*** Block opens ***

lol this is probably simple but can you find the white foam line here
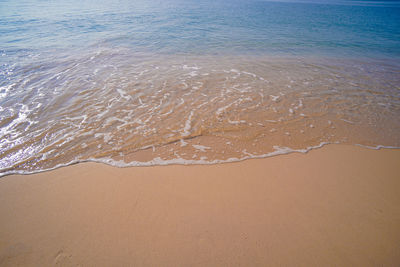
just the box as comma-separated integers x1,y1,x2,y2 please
228,119,246,125
3,142,399,178
192,144,210,152
181,111,194,137
197,101,208,109
160,108,174,117
216,100,239,116
183,65,200,70
242,71,257,78
0,142,332,178
355,144,400,150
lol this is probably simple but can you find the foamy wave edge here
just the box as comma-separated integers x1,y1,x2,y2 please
1,142,399,178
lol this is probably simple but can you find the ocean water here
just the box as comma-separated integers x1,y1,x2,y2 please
1,0,399,175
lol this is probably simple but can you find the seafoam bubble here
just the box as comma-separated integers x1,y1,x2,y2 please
1,52,399,176
192,144,210,152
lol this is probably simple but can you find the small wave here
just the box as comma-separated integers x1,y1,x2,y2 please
1,52,399,176
2,142,400,178
0,142,331,178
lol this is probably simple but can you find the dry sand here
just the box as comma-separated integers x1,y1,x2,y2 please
0,144,399,266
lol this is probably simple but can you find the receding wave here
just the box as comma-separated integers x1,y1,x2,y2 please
1,48,400,176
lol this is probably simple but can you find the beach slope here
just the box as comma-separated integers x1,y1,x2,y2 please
0,145,399,266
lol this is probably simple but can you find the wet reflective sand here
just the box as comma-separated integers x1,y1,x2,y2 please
1,49,399,175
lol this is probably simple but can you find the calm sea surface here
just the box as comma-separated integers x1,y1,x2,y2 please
1,0,400,175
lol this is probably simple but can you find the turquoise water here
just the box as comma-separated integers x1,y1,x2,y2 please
1,0,400,175
1,0,400,56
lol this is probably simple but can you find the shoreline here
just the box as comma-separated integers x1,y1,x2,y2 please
1,144,400,266
2,142,399,178
2,52,399,175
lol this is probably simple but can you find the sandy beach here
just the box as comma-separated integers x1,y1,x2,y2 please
0,144,399,266
1,0,399,266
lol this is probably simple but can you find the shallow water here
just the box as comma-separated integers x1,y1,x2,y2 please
1,0,400,175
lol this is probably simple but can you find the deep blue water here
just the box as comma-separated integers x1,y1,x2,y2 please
1,0,399,57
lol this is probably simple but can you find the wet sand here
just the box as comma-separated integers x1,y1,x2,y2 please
4,54,400,175
0,144,399,266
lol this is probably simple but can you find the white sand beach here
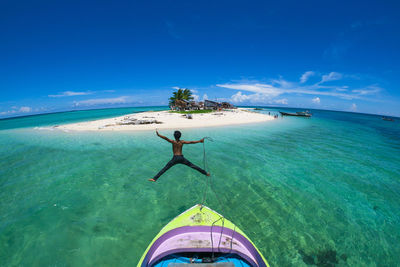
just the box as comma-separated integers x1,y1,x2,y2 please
54,108,273,132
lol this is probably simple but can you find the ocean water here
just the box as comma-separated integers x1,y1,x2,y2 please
0,107,399,266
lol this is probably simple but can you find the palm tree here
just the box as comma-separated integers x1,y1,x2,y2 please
169,88,194,106
182,88,193,101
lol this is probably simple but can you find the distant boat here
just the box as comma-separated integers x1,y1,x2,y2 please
279,111,312,117
382,117,394,121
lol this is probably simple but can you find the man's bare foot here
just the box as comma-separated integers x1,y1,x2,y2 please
206,173,210,176
148,179,156,182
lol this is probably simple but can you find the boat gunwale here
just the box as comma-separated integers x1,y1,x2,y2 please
143,225,266,267
137,204,269,267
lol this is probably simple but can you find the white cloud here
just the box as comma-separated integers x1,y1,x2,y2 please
320,72,343,83
350,103,357,111
218,71,381,104
0,106,32,116
191,92,207,102
300,71,315,83
352,85,381,95
192,94,200,101
49,91,92,97
274,98,288,105
230,91,285,104
171,87,198,94
19,106,32,112
217,83,282,98
231,92,250,103
34,107,47,112
73,96,129,107
312,97,321,104
271,78,293,88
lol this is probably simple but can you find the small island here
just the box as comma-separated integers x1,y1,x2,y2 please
54,89,273,132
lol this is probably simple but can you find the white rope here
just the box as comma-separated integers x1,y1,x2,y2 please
199,137,238,263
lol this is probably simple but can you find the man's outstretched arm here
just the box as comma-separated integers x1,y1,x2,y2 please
182,138,204,144
156,130,173,143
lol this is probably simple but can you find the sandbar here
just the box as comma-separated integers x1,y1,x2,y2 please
54,108,274,132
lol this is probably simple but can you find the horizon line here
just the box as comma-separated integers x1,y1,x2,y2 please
0,104,399,121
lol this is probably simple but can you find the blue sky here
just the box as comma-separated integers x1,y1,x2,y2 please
1,0,400,118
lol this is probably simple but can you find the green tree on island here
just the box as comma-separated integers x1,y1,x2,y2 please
169,88,194,105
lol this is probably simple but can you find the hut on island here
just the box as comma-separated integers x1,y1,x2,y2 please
171,99,235,111
173,99,187,111
204,100,219,110
221,102,234,109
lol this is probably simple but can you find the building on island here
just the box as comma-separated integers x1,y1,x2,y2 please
204,100,219,110
221,102,234,109
171,99,235,111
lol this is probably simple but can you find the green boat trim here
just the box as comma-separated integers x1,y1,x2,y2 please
138,204,270,267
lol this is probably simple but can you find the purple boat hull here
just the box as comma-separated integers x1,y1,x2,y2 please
138,204,269,267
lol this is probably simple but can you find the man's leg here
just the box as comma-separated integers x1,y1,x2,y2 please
181,157,209,176
150,158,177,182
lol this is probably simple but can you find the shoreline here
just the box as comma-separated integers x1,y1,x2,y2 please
53,108,274,132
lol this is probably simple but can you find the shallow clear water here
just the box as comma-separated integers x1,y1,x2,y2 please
0,107,399,266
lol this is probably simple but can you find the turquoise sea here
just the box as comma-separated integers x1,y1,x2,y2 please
1,107,399,266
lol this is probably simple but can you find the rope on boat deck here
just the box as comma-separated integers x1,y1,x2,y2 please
200,137,237,262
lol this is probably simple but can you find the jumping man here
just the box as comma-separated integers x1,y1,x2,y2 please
149,130,210,182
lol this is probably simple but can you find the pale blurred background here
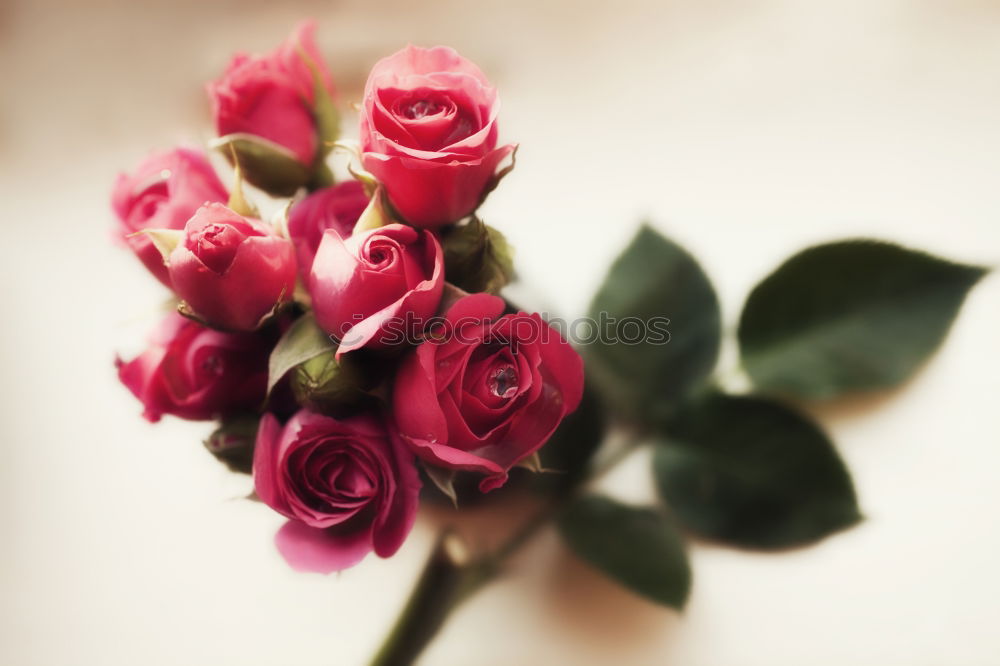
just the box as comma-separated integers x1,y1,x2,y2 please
1,0,999,664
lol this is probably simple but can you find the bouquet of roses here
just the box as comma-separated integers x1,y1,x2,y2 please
113,20,987,666
114,21,581,573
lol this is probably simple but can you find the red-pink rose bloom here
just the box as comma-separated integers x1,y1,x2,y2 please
287,181,369,277
253,410,420,573
169,203,296,332
116,312,269,422
111,148,228,287
309,223,444,357
207,21,334,165
393,293,584,492
360,45,516,228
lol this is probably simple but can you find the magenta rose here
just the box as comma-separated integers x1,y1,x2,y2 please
360,45,516,228
117,312,269,422
392,293,584,491
169,203,296,332
309,223,444,357
287,180,369,277
253,410,420,573
207,21,334,166
111,147,228,286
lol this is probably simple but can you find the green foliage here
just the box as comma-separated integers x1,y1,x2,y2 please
441,217,515,294
267,314,336,395
739,240,987,399
557,494,691,609
215,134,312,197
653,393,860,548
586,225,721,425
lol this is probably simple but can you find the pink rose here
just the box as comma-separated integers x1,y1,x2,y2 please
360,45,516,228
116,312,269,422
393,293,584,491
169,203,296,332
207,21,334,166
309,223,444,357
253,410,420,573
111,147,228,286
287,180,369,277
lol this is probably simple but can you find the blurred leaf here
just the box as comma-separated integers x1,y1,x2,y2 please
225,157,259,218
213,133,311,197
557,494,691,609
739,240,987,399
653,393,860,549
204,416,258,475
139,228,182,263
586,224,720,424
267,314,336,395
422,463,458,507
531,380,607,494
352,188,389,234
441,217,515,294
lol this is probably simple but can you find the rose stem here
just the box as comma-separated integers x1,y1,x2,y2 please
367,437,639,666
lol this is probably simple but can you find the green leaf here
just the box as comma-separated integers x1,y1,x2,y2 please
204,416,258,475
267,314,336,395
290,350,372,416
586,224,721,424
557,494,691,609
212,134,311,197
441,217,515,294
530,380,606,494
653,393,860,549
738,240,987,399
421,462,458,507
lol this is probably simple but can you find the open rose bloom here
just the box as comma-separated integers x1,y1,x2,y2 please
113,26,582,576
360,46,517,227
394,294,584,491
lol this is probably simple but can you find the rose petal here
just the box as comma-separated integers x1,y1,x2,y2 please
274,520,373,574
253,413,289,514
362,143,515,228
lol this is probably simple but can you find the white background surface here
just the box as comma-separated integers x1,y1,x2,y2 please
1,1,998,664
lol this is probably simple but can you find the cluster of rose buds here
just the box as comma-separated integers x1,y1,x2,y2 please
114,22,583,573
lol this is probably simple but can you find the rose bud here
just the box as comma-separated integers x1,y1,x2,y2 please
360,45,516,228
308,223,444,356
207,21,336,194
116,312,270,422
287,181,369,278
253,410,420,573
111,147,228,286
168,203,296,332
392,293,584,492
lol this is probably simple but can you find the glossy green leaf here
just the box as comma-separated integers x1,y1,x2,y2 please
586,224,721,424
654,393,860,549
739,240,987,399
557,494,691,609
267,314,336,395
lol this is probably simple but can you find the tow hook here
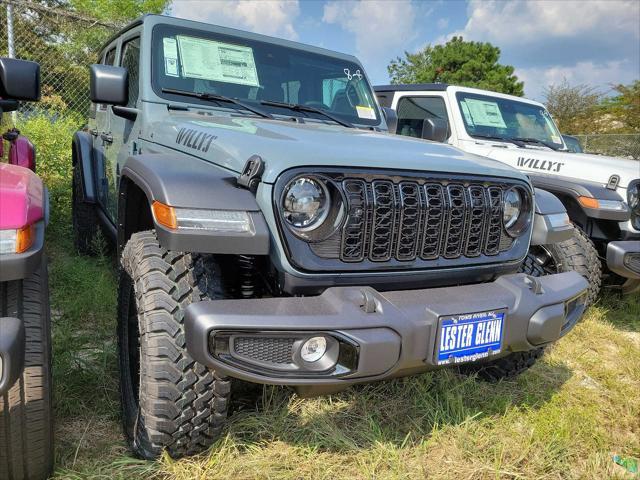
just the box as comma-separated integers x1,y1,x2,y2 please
524,275,545,294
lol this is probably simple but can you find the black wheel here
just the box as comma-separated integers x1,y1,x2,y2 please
72,163,100,255
0,260,54,480
520,225,602,306
118,231,231,460
460,348,545,382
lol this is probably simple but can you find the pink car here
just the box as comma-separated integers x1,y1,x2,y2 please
0,58,53,480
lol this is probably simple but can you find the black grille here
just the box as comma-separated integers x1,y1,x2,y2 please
341,179,507,263
233,337,294,364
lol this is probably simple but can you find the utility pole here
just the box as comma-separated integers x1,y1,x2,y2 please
6,2,15,58
6,2,16,122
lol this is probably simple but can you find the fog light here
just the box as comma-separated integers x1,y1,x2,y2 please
300,336,327,363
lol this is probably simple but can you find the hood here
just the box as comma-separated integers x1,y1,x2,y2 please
463,141,640,190
145,112,528,184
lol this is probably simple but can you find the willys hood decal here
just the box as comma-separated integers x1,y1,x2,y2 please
470,144,640,190
147,112,528,184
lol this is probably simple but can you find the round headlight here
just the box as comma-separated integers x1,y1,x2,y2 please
503,188,522,229
283,177,330,230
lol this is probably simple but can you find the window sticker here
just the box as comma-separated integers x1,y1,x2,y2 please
176,35,259,86
163,37,179,77
462,98,507,128
356,105,376,120
460,101,475,126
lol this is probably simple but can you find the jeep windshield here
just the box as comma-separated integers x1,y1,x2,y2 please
151,24,381,126
456,92,564,150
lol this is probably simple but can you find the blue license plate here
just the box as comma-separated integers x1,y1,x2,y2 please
436,310,505,365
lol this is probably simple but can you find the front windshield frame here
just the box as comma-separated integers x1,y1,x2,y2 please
455,91,565,149
150,23,382,126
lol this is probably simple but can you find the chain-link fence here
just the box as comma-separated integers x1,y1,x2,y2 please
572,133,640,160
1,0,117,122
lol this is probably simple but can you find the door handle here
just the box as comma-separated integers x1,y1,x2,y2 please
101,132,113,143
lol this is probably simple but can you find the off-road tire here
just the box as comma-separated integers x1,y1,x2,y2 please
0,260,54,480
520,225,601,306
460,348,545,382
118,231,231,460
72,163,100,255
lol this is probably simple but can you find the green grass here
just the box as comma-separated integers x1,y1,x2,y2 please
46,195,640,480
15,115,639,479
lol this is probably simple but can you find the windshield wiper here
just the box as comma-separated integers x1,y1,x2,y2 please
471,133,526,147
259,100,354,128
510,137,560,151
161,87,273,119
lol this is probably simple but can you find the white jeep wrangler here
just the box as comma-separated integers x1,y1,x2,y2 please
376,84,640,300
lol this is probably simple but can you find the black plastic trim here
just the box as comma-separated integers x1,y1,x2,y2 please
527,173,630,221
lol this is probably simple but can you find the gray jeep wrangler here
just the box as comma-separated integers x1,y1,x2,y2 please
73,15,588,460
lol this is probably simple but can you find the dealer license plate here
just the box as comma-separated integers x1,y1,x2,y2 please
436,310,505,365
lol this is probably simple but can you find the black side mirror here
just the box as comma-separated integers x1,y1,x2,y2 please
382,106,398,134
90,64,128,106
421,118,448,143
0,58,40,101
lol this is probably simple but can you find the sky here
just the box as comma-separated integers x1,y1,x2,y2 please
169,0,640,101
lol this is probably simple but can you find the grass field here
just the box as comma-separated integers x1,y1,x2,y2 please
15,117,640,479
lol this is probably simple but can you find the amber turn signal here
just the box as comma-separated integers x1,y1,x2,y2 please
152,201,177,230
16,224,35,253
577,196,599,209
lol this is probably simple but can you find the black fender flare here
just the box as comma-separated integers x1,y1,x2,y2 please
119,154,270,255
72,130,96,203
527,172,629,222
531,188,573,245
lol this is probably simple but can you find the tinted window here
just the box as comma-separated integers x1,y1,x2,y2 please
121,38,141,107
151,24,381,126
396,96,448,138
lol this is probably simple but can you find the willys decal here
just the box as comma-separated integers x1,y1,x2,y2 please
176,127,217,153
517,156,564,172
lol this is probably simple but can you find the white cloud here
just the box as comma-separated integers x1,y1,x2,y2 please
171,0,301,40
517,60,638,101
436,18,449,30
459,0,638,45
322,0,418,63
452,0,640,66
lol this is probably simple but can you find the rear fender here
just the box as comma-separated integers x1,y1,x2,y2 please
72,130,96,203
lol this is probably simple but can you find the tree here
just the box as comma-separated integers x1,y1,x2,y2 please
0,0,169,117
600,80,640,132
543,80,603,133
388,36,524,96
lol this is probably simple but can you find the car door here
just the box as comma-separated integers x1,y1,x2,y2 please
93,46,118,215
102,35,141,223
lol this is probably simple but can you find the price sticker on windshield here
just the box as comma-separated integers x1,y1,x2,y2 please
356,105,376,120
176,35,260,87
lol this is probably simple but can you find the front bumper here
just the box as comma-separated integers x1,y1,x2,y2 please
606,241,640,294
0,317,25,395
185,272,588,394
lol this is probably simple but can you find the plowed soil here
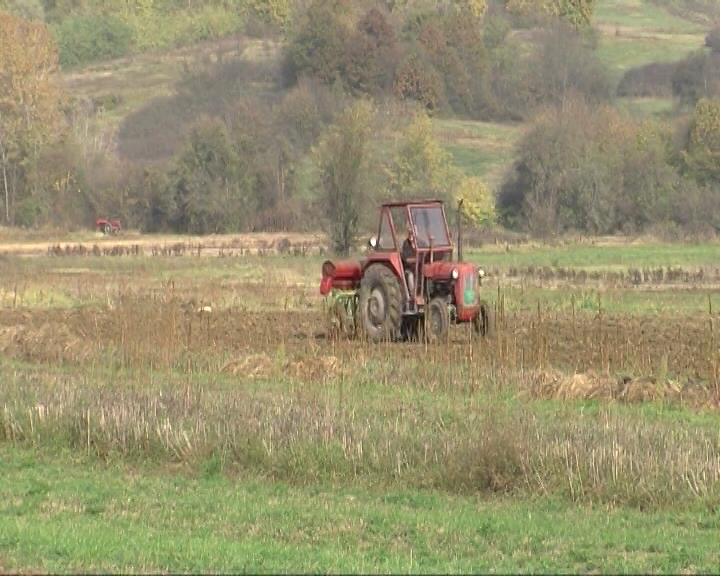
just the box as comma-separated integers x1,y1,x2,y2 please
0,304,716,381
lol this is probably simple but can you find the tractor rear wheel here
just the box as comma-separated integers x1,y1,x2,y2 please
358,264,402,343
425,297,449,343
473,300,495,338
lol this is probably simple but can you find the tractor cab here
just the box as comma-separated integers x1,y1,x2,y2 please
368,200,454,310
321,198,493,343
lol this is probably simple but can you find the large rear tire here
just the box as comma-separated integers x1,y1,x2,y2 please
425,297,449,343
473,300,495,338
358,264,402,343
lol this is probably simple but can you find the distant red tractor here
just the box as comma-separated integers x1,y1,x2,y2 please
320,199,494,343
95,217,121,235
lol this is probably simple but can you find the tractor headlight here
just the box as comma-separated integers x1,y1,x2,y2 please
452,268,459,280
478,269,485,278
368,236,377,250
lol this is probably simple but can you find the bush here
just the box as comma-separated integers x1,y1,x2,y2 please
678,97,720,186
616,61,679,98
706,27,720,52
165,115,258,234
458,177,496,227
671,50,720,108
526,19,611,108
52,15,134,68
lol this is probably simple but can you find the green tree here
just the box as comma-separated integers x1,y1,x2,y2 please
168,115,257,234
52,14,134,67
312,99,375,256
680,97,720,186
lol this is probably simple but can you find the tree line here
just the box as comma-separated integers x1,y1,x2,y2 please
2,0,720,250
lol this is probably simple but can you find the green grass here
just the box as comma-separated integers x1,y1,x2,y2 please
595,0,706,33
3,240,719,313
596,32,703,76
432,119,522,187
2,447,719,572
487,285,717,314
467,241,720,269
616,96,677,118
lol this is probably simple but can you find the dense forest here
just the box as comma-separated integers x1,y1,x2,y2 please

*** Block closes ***

*Task instructions*
Write out exactly the lines between the start of the data and the line with "turquoise water here", including both, but none of the pictures.

*Exercise response*
lol this is probably simple but can you find the white foam line here
just the box as comma-separated integers x1,y1,x2,y2 please
228,119,246,125
3,142,399,178
192,144,210,152
181,111,194,137
197,101,208,109
160,108,174,117
216,100,239,116
183,65,200,70
242,71,257,78
0,142,332,178
355,144,400,150
lol this is probably simple but can you find the foamy wave edge here
just the box as comma-separated integers x1,y1,x2,y2 please
1,142,399,178
lol this is probably simple but can you find the ocean water here
just the box as comma-separated integers x1,y1,x2,y2 please
1,0,399,175
lol this is probably simple but can you find the seafoam bubble here
just the box as comma-separated integers x1,y1,x2,y2 please
1,52,399,176
192,144,210,152
lol this is probably simple but can you find the small wave here
just the box as comma-separated integers x1,y1,x2,y2 please
1,52,399,176
2,142,400,178
0,142,331,178
lol this is probably simple but can you find the dry sand here
just the box as comma-separated integers x1,y1,x2,y2 please
0,144,399,266
lol this is probably simple but can you find the receding wave here
just the box as comma-separated integers x1,y1,x2,y2 please
1,48,400,176
lol this is probably simple but can you find the beach slope here
just the box as comma-separated integers x1,y1,x2,y2 please
0,145,399,266
lol this is probably simple but can you find the wet reflective sand here
just the box as comma-separated integers x1,y1,x2,y2 please
1,49,399,175
lol this is probably simple but can you find the calm sea surface here
just the box as comma-separated integers x1,y1,x2,y2 please
1,0,400,175
lol this is probably simple but can you find the turquoise water here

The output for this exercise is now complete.